Data section>
- Opening Delimiter -
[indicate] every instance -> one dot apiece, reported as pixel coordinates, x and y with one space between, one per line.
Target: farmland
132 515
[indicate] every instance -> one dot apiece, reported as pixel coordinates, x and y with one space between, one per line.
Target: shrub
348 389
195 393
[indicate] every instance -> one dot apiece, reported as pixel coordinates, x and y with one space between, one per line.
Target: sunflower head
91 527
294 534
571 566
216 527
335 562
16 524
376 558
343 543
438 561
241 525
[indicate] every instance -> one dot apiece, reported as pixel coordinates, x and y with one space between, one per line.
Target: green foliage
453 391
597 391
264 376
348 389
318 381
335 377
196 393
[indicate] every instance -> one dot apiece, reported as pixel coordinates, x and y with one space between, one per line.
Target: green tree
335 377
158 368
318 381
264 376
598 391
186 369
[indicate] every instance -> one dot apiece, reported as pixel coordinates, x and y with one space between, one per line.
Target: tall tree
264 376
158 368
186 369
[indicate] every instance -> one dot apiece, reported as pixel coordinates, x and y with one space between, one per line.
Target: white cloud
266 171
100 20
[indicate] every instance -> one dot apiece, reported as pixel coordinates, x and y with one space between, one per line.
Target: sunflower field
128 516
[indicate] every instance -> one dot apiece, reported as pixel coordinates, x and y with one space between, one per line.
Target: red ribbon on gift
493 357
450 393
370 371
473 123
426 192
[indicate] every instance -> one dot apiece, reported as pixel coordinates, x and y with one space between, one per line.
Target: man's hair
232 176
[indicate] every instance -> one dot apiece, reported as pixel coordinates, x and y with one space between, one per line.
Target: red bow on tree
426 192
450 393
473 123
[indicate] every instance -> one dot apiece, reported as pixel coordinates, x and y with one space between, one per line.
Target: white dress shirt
- Closing Delimiter -
Prompt>
An exact transcription of all the material above is the expected answer.

Answer for this exercise>
[indicate] every instance -> one dot apiece, reported as pixel coordinates, x and y with one space between, one per line.
Target: farmland
132 515
[indicate] every instance -> one dot apiece, reported as pixel coordinates, x and y with one space between, one per line.
Target: shrub
348 389
195 393
[indicate] every instance -> one dot apiece, reported as pixel coordinates, x and y with one space between, one per line.
Target: sunflower head
91 527
294 534
571 566
216 527
335 562
16 524
376 558
343 543
438 561
241 525
[indicate] every instance -> one dot apiece, reported as pixel coordinates, x and y with one space between, one per line.
Target: green foliage
453 391
597 391
264 376
348 389
318 381
335 377
196 393
[indicate] every instance -> one dot apiece, reported as pixel coordinates, x and y with one space between, one per line.
Target: green tree
335 377
158 368
318 381
264 376
598 391
186 369
[indicate] every instance -> one dot apiece, reported as pixel coordinates, x and y with one space between, one per line.
Target: tall tree
264 376
158 368
186 369
[indicate] every instance -> one dot apiece, reported as pixel coordinates, x and y with one space between, one per line.
Target: white cloud
266 171
100 20
[indicate] every instance -> one dot apiece, reported as pixel coordinates, x and y with one space between, one per line.
Target: sunflower field
128 516
[indicate] every instance -> one dot apiece, reported as pixel coordinates, x and y with one space between, one per line.
Target: red ribbon on gift
493 357
450 393
370 371
473 123
426 192
[indicate] every instance -> one dot apiece, reported as pixel coordinates, x and y with one space between, one per line.
Target: man's hair
232 176
[indicate] every instance -> one dot apiece, reported as pixel coordinates, x and y with one space between, one per line.
Target: red bow on tree
426 192
450 393
473 123
[indicate] every instance -> one dot apiece, reported as pixel coordinates, x and y with one space between, one per line.
Target: white dress shirt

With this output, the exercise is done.